EXERCISE DIRECTIONS: In the records below, find the line containing "For the mapping pass, tag each instance of the crowd"; give it again exactly, along with every line that follows, and nothing else.
──────── EXTRACTED MATERIAL
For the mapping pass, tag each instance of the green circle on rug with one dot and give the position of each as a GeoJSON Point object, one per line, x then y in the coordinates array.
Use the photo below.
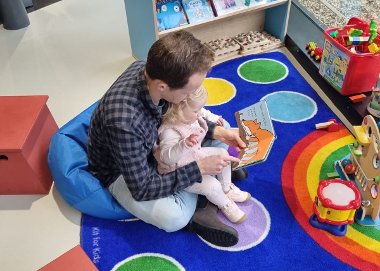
{"type": "Point", "coordinates": [263, 71]}
{"type": "Point", "coordinates": [147, 263]}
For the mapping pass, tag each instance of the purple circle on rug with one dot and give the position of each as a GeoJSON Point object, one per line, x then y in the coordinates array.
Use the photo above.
{"type": "Point", "coordinates": [253, 230]}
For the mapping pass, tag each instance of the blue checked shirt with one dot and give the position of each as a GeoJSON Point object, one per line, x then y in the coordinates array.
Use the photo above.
{"type": "Point", "coordinates": [122, 135]}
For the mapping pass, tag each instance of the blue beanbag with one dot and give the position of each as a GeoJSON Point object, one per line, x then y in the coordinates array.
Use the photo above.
{"type": "Point", "coordinates": [68, 163]}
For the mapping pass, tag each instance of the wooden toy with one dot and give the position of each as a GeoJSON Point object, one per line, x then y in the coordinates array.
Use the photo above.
{"type": "Point", "coordinates": [365, 170]}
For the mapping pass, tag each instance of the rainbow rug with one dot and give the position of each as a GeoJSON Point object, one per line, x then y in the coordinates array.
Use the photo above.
{"type": "Point", "coordinates": [277, 234]}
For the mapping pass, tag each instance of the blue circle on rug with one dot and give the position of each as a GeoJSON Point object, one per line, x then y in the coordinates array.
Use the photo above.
{"type": "Point", "coordinates": [290, 107]}
{"type": "Point", "coordinates": [252, 231]}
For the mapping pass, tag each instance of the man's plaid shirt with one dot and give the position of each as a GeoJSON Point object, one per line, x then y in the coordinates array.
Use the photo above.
{"type": "Point", "coordinates": [122, 135]}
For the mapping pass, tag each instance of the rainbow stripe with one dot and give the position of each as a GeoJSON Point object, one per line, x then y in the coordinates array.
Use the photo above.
{"type": "Point", "coordinates": [300, 179]}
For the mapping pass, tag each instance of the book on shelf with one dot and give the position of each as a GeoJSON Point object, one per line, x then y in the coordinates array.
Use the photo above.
{"type": "Point", "coordinates": [197, 10]}
{"type": "Point", "coordinates": [252, 3]}
{"type": "Point", "coordinates": [256, 130]}
{"type": "Point", "coordinates": [169, 14]}
{"type": "Point", "coordinates": [222, 7]}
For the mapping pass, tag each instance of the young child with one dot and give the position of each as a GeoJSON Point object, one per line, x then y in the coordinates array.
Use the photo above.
{"type": "Point", "coordinates": [180, 137]}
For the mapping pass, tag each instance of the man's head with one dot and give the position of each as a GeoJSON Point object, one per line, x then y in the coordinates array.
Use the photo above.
{"type": "Point", "coordinates": [175, 57]}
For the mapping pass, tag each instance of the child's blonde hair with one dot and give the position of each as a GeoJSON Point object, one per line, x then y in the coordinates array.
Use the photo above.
{"type": "Point", "coordinates": [174, 113]}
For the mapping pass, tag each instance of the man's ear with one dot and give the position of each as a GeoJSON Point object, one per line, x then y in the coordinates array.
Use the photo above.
{"type": "Point", "coordinates": [161, 85]}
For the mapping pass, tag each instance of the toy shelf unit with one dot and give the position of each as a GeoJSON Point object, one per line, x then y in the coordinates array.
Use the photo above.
{"type": "Point", "coordinates": [271, 17]}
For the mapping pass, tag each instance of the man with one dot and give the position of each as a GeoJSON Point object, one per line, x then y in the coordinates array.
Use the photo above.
{"type": "Point", "coordinates": [123, 132]}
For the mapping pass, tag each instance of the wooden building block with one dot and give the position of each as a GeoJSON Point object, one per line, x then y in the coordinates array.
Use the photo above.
{"type": "Point", "coordinates": [73, 260]}
{"type": "Point", "coordinates": [26, 126]}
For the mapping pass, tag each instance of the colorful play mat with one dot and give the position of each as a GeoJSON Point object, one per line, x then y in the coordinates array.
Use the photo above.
{"type": "Point", "coordinates": [277, 234]}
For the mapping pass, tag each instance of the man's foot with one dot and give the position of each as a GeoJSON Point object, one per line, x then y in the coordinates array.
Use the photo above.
{"type": "Point", "coordinates": [239, 174]}
{"type": "Point", "coordinates": [237, 195]}
{"type": "Point", "coordinates": [206, 224]}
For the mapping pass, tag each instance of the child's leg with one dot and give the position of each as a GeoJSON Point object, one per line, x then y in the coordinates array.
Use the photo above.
{"type": "Point", "coordinates": [211, 189]}
{"type": "Point", "coordinates": [232, 191]}
{"type": "Point", "coordinates": [225, 176]}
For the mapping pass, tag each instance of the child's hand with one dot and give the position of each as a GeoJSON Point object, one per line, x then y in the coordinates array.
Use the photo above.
{"type": "Point", "coordinates": [220, 121]}
{"type": "Point", "coordinates": [191, 140]}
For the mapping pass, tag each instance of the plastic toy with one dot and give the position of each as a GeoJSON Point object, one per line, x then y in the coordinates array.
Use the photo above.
{"type": "Point", "coordinates": [331, 125]}
{"type": "Point", "coordinates": [335, 206]}
{"type": "Point", "coordinates": [357, 98]}
{"type": "Point", "coordinates": [374, 105]}
{"type": "Point", "coordinates": [362, 167]}
{"type": "Point", "coordinates": [314, 51]}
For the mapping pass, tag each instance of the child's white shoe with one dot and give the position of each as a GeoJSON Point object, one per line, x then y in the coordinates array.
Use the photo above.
{"type": "Point", "coordinates": [233, 213]}
{"type": "Point", "coordinates": [237, 195]}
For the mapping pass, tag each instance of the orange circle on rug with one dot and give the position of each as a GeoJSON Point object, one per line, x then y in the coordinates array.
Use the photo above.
{"type": "Point", "coordinates": [300, 177]}
{"type": "Point", "coordinates": [220, 91]}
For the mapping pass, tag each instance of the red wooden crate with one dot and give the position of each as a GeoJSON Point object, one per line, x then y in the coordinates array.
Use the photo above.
{"type": "Point", "coordinates": [26, 126]}
{"type": "Point", "coordinates": [348, 72]}
{"type": "Point", "coordinates": [73, 260]}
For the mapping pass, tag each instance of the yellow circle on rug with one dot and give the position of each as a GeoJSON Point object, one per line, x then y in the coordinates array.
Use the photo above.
{"type": "Point", "coordinates": [220, 91]}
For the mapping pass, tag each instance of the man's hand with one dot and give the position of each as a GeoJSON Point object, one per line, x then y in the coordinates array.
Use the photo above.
{"type": "Point", "coordinates": [191, 140]}
{"type": "Point", "coordinates": [230, 137]}
{"type": "Point", "coordinates": [214, 164]}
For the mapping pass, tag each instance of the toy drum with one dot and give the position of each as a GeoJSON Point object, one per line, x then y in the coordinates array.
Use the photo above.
{"type": "Point", "coordinates": [336, 202]}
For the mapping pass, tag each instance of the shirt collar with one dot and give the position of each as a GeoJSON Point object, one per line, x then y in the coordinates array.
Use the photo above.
{"type": "Point", "coordinates": [145, 96]}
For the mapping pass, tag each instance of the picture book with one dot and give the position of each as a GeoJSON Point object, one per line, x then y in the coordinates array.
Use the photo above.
{"type": "Point", "coordinates": [256, 130]}
{"type": "Point", "coordinates": [169, 14]}
{"type": "Point", "coordinates": [197, 10]}
{"type": "Point", "coordinates": [225, 6]}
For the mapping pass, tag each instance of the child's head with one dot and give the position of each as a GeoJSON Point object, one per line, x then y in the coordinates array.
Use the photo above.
{"type": "Point", "coordinates": [188, 110]}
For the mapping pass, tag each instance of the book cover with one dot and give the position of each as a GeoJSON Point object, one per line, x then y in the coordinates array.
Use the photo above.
{"type": "Point", "coordinates": [256, 130]}
{"type": "Point", "coordinates": [225, 6]}
{"type": "Point", "coordinates": [197, 10]}
{"type": "Point", "coordinates": [169, 14]}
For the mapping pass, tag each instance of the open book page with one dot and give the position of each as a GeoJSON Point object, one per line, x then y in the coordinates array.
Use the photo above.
{"type": "Point", "coordinates": [256, 130]}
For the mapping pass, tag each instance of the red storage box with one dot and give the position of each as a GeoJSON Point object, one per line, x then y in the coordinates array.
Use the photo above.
{"type": "Point", "coordinates": [26, 126]}
{"type": "Point", "coordinates": [73, 260]}
{"type": "Point", "coordinates": [348, 72]}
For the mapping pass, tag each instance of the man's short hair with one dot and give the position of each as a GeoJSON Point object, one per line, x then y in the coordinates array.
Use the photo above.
{"type": "Point", "coordinates": [177, 56]}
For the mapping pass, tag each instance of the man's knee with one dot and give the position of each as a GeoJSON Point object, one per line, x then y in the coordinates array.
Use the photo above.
{"type": "Point", "coordinates": [171, 221]}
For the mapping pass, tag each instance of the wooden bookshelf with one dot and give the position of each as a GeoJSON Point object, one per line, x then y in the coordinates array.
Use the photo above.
{"type": "Point", "coordinates": [141, 15]}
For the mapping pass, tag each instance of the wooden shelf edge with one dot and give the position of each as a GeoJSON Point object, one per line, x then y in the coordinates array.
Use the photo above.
{"type": "Point", "coordinates": [224, 16]}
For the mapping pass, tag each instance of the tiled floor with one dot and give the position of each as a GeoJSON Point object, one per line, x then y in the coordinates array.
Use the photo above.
{"type": "Point", "coordinates": [335, 13]}
{"type": "Point", "coordinates": [72, 51]}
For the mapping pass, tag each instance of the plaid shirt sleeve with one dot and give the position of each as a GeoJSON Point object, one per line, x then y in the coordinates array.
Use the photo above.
{"type": "Point", "coordinates": [138, 166]}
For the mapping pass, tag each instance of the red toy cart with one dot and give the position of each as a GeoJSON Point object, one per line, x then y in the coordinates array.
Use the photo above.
{"type": "Point", "coordinates": [349, 72]}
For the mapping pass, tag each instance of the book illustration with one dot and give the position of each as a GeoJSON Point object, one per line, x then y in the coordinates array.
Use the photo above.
{"type": "Point", "coordinates": [197, 10]}
{"type": "Point", "coordinates": [225, 6]}
{"type": "Point", "coordinates": [169, 14]}
{"type": "Point", "coordinates": [256, 130]}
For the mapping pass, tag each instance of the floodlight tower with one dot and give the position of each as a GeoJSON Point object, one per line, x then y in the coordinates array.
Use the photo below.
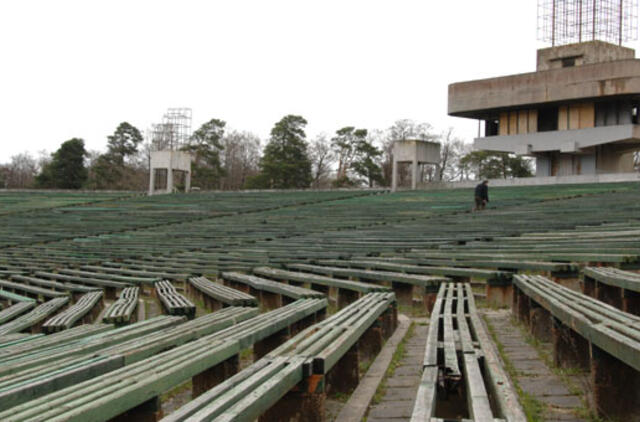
{"type": "Point", "coordinates": [168, 160]}
{"type": "Point", "coordinates": [578, 114]}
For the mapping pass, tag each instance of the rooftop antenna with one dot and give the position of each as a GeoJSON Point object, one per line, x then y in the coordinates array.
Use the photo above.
{"type": "Point", "coordinates": [562, 22]}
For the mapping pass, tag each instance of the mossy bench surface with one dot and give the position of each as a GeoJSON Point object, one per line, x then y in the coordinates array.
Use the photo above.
{"type": "Point", "coordinates": [613, 277]}
{"type": "Point", "coordinates": [459, 352]}
{"type": "Point", "coordinates": [259, 283]}
{"type": "Point", "coordinates": [222, 293]}
{"type": "Point", "coordinates": [302, 277]}
{"type": "Point", "coordinates": [614, 331]}
{"type": "Point", "coordinates": [389, 276]}
{"type": "Point", "coordinates": [35, 316]}
{"type": "Point", "coordinates": [315, 350]}
{"type": "Point", "coordinates": [71, 315]}
{"type": "Point", "coordinates": [121, 311]}
{"type": "Point", "coordinates": [110, 394]}
{"type": "Point", "coordinates": [172, 301]}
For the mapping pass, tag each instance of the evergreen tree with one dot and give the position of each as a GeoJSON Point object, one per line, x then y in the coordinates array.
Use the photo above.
{"type": "Point", "coordinates": [285, 163]}
{"type": "Point", "coordinates": [123, 143]}
{"type": "Point", "coordinates": [205, 146]}
{"type": "Point", "coordinates": [366, 162]}
{"type": "Point", "coordinates": [66, 169]}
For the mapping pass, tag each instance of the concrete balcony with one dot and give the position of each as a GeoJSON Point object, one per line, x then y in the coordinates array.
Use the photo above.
{"type": "Point", "coordinates": [566, 141]}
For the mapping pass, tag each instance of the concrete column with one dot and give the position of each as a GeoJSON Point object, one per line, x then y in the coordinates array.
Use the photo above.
{"type": "Point", "coordinates": [414, 174]}
{"type": "Point", "coordinates": [169, 180]}
{"type": "Point", "coordinates": [394, 176]}
{"type": "Point", "coordinates": [152, 180]}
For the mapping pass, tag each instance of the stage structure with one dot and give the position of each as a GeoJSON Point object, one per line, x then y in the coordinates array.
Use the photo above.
{"type": "Point", "coordinates": [578, 114]}
{"type": "Point", "coordinates": [417, 153]}
{"type": "Point", "coordinates": [170, 167]}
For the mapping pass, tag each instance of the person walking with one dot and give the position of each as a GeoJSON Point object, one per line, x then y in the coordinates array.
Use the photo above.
{"type": "Point", "coordinates": [482, 195]}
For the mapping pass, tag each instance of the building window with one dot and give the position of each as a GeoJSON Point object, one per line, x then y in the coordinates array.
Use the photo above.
{"type": "Point", "coordinates": [548, 119]}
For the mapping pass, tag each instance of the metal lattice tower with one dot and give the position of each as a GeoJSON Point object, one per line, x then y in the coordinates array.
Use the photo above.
{"type": "Point", "coordinates": [174, 131]}
{"type": "Point", "coordinates": [563, 22]}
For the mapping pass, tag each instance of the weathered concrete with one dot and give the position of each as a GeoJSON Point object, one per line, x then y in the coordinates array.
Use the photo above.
{"type": "Point", "coordinates": [401, 389]}
{"type": "Point", "coordinates": [533, 375]}
{"type": "Point", "coordinates": [355, 409]}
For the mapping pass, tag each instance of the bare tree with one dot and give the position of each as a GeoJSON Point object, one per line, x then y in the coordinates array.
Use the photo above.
{"type": "Point", "coordinates": [322, 158]}
{"type": "Point", "coordinates": [20, 173]}
{"type": "Point", "coordinates": [452, 149]}
{"type": "Point", "coordinates": [240, 159]}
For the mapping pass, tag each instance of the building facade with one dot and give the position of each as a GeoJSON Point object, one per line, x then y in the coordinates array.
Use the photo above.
{"type": "Point", "coordinates": [577, 114]}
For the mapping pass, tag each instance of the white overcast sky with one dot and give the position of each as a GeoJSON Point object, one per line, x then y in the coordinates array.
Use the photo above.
{"type": "Point", "coordinates": [78, 68]}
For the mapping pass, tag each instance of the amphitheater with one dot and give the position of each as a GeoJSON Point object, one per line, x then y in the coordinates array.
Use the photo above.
{"type": "Point", "coordinates": [321, 306]}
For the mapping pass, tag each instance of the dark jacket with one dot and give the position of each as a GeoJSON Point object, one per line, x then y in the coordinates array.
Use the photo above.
{"type": "Point", "coordinates": [482, 192]}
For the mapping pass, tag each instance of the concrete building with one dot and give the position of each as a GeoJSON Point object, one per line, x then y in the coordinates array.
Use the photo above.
{"type": "Point", "coordinates": [577, 114]}
{"type": "Point", "coordinates": [417, 153]}
{"type": "Point", "coordinates": [165, 166]}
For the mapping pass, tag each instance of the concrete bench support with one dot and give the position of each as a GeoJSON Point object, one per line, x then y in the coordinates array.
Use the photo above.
{"type": "Point", "coordinates": [344, 376]}
{"type": "Point", "coordinates": [631, 302]}
{"type": "Point", "coordinates": [404, 292]}
{"type": "Point", "coordinates": [372, 340]}
{"type": "Point", "coordinates": [616, 387]}
{"type": "Point", "coordinates": [149, 411]}
{"type": "Point", "coordinates": [264, 346]}
{"type": "Point", "coordinates": [213, 376]}
{"type": "Point", "coordinates": [540, 322]}
{"type": "Point", "coordinates": [270, 300]}
{"type": "Point", "coordinates": [570, 350]}
{"type": "Point", "coordinates": [346, 297]}
{"type": "Point", "coordinates": [499, 294]}
{"type": "Point", "coordinates": [306, 402]}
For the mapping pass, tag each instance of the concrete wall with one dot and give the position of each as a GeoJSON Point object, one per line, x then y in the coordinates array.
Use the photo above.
{"type": "Point", "coordinates": [538, 181]}
{"type": "Point", "coordinates": [177, 160]}
{"type": "Point", "coordinates": [561, 140]}
{"type": "Point", "coordinates": [422, 151]}
{"type": "Point", "coordinates": [478, 99]}
{"type": "Point", "coordinates": [584, 53]}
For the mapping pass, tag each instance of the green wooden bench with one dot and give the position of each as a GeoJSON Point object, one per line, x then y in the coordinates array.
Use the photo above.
{"type": "Point", "coordinates": [86, 310]}
{"type": "Point", "coordinates": [15, 310]}
{"type": "Point", "coordinates": [122, 311]}
{"type": "Point", "coordinates": [613, 286]}
{"type": "Point", "coordinates": [40, 293]}
{"type": "Point", "coordinates": [461, 365]}
{"type": "Point", "coordinates": [75, 289]}
{"type": "Point", "coordinates": [403, 284]}
{"type": "Point", "coordinates": [272, 294]}
{"type": "Point", "coordinates": [321, 358]}
{"type": "Point", "coordinates": [172, 301]}
{"type": "Point", "coordinates": [589, 334]}
{"type": "Point", "coordinates": [216, 296]}
{"type": "Point", "coordinates": [122, 269]}
{"type": "Point", "coordinates": [10, 297]}
{"type": "Point", "coordinates": [33, 320]}
{"type": "Point", "coordinates": [109, 286]}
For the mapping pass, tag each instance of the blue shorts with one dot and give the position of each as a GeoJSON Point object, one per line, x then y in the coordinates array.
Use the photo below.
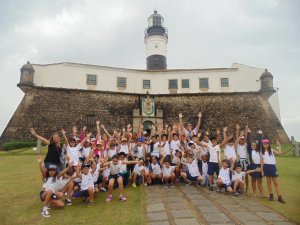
{"type": "Point", "coordinates": [244, 164]}
{"type": "Point", "coordinates": [212, 168]}
{"type": "Point", "coordinates": [53, 196]}
{"type": "Point", "coordinates": [115, 176]}
{"type": "Point", "coordinates": [191, 178]}
{"type": "Point", "coordinates": [270, 170]}
{"type": "Point", "coordinates": [253, 166]}
{"type": "Point", "coordinates": [83, 193]}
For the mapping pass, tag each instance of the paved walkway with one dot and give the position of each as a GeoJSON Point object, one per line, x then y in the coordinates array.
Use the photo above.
{"type": "Point", "coordinates": [195, 205]}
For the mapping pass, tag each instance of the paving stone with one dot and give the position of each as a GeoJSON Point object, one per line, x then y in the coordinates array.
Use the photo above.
{"type": "Point", "coordinates": [176, 205]}
{"type": "Point", "coordinates": [245, 216]}
{"type": "Point", "coordinates": [258, 208]}
{"type": "Point", "coordinates": [216, 217]}
{"type": "Point", "coordinates": [156, 216]}
{"type": "Point", "coordinates": [201, 202]}
{"type": "Point", "coordinates": [174, 199]}
{"type": "Point", "coordinates": [186, 221]}
{"type": "Point", "coordinates": [237, 208]}
{"type": "Point", "coordinates": [155, 207]}
{"type": "Point", "coordinates": [208, 209]}
{"type": "Point", "coordinates": [159, 223]}
{"type": "Point", "coordinates": [283, 223]}
{"type": "Point", "coordinates": [151, 200]}
{"type": "Point", "coordinates": [177, 214]}
{"type": "Point", "coordinates": [270, 216]}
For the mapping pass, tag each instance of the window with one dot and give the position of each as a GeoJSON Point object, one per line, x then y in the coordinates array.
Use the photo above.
{"type": "Point", "coordinates": [90, 120]}
{"type": "Point", "coordinates": [203, 82]}
{"type": "Point", "coordinates": [185, 83]}
{"type": "Point", "coordinates": [173, 84]}
{"type": "Point", "coordinates": [91, 79]}
{"type": "Point", "coordinates": [146, 84]}
{"type": "Point", "coordinates": [121, 82]}
{"type": "Point", "coordinates": [224, 82]}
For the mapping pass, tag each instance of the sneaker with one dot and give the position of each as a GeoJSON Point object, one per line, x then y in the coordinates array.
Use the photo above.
{"type": "Point", "coordinates": [280, 199]}
{"type": "Point", "coordinates": [109, 198]}
{"type": "Point", "coordinates": [68, 201]}
{"type": "Point", "coordinates": [103, 189]}
{"type": "Point", "coordinates": [45, 213]}
{"type": "Point", "coordinates": [90, 204]}
{"type": "Point", "coordinates": [122, 198]}
{"type": "Point", "coordinates": [271, 198]}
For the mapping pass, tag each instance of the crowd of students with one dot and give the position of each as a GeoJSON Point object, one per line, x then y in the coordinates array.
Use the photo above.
{"type": "Point", "coordinates": [87, 163]}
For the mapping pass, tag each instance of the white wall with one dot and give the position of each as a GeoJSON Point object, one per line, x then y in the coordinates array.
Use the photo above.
{"type": "Point", "coordinates": [70, 75]}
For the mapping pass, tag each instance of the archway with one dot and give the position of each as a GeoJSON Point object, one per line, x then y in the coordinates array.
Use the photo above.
{"type": "Point", "coordinates": [147, 126]}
────────────────
PROBLEM SOLUTION:
For the mapping pass, tag each instance of the crowd of students with one dot and give the position of each as a GeoJSON Point object, one per line, x then y in the coordinates array.
Use the photo above.
{"type": "Point", "coordinates": [87, 163]}
For the mapping pass, tag each instance of the white wall with one dot and give the position of each as a GeoJSON Point object, one per line, x then y in the coordinates array.
Use the photo above.
{"type": "Point", "coordinates": [70, 75]}
For the mapping pass, tag each instance of the archway with one dot and give the position of each as a GeoJSON Point object, one per line, x then y in the coordinates array.
Use the photo above.
{"type": "Point", "coordinates": [147, 126]}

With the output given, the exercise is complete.